──────── EXTRAIT DU TEXTE ────────

Hydroélectricité et circulation piscicole,

de l’impossible défi à l’efficacité des dispositifs

 

                                                   par Vincent Joineau

 

Doctorant en histoire de la meunerie en Bordelais (Université Bordeaux III)

www.moulins-energies.com

 

Cabinet Rivière Environnement

www.riviere-environnement.fr

 


Au moment où notre société doit se donner les moyens de lutter, à son échelle, contre le réchauffement climatique, la place des moulins à eau et à vent devient plus que jamais essentielle dans les problématiques allant dans le sens de nouvelles pratiques respectueuses de l’environnement.

La situation des moulins est des plus précaires, le dialogue de sourds entre lobbys privés, qu’ils soient associatifs, industriels ou administratifs, ayant fait perdre un temps considérable : certains veulent même effacer tous les barrages sous le prétexte aussi écologiquement irresponsable que culturellement absurde, que ceux-ci entravent, depuis plus de mille ans, la circulation des poissons. D’autres, « ayatollahs » de l’histoire et des pierres, veulent préserver tous les ouvrages (ou ce qu’il en reste…) en arguant de la protection du patrimoine. Pourtant l’urgence d’intervenir par rapport aux enjeux environnementaux et pour nos enfants exige, de chacun et de tous, de dépasser les positionnements partisans qui n’ont conduit qu’au statu quo actuel.

──────── LIGNES DE DONNÉES ────────

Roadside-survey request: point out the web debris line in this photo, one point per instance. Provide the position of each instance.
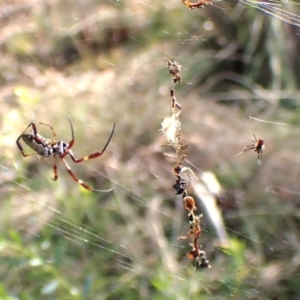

────────

CONSIGNES:
A - D'après le texte sur les moulins, pourquoi la situation des moulins est-elle si précaire ? Répondez en une à trois phrases.
B - Reprenez le texte sur les moulins et la circulation des poissons là où il s'arrête, et poursuivez-le.

CORRIGÉ:
A - La situation des moulins est précaire parce que le dialogue de sourds entre lobbys privés, qu'ils soient associatifs, industriels ou administratifs, a fait perdre un temps considérable.

B -
Conscient de l’impasse actuelle, nous avons élaboré une démarche fondée, tout d’abord, sur une méthode de travail qui intègre tous les représentants des acteurs locaux : DDAF, DIREN, Agence de l’Eau, collectivités, ONEMA (ex-CSP),… L’enjeu est de bâtir ensemble sans jamais verser dans le consensus mou, à condition que chacun des représentants puisse exprimer sa vision du projet, ses craintes et ses souhaits et participer pleinement au projet.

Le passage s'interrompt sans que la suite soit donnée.